Supplied data:
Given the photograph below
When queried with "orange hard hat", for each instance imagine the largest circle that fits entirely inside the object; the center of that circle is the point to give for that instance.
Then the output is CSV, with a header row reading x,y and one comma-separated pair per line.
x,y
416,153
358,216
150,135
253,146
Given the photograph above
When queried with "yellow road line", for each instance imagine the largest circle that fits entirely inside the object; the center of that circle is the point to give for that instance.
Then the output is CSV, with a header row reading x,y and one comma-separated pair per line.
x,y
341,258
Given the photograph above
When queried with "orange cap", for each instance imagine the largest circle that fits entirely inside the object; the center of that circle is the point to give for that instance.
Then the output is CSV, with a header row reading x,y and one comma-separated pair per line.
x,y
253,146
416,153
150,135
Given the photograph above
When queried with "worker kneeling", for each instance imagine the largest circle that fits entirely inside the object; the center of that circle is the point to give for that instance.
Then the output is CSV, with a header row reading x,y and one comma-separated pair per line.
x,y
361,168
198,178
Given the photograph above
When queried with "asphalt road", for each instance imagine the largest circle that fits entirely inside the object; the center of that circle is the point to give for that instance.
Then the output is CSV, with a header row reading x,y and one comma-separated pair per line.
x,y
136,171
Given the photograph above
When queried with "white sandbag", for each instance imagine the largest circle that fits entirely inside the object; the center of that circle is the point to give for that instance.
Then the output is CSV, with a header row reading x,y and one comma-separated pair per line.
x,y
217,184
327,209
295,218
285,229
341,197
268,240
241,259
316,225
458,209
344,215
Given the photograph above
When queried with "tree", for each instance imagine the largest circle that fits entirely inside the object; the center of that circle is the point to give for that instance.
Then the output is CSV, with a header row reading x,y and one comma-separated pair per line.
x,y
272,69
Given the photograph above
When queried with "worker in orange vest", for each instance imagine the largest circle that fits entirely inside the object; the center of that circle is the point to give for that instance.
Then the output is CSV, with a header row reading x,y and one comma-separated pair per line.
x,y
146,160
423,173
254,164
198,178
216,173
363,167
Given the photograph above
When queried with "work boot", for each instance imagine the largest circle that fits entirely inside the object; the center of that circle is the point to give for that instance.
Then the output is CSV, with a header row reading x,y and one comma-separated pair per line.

Assigned task: Present each line from the listing that holds the string "worker".

Result for this task:
When queried with "worker kneeling", for each instance imagine the largest circle that fits entirely inside the object; the center of that circle is the point to give for that instance.
When queried with "worker in orange vest", for each instance imagine the largest circle that fits entirely inside the object; the center of that circle is the point to give for that instance.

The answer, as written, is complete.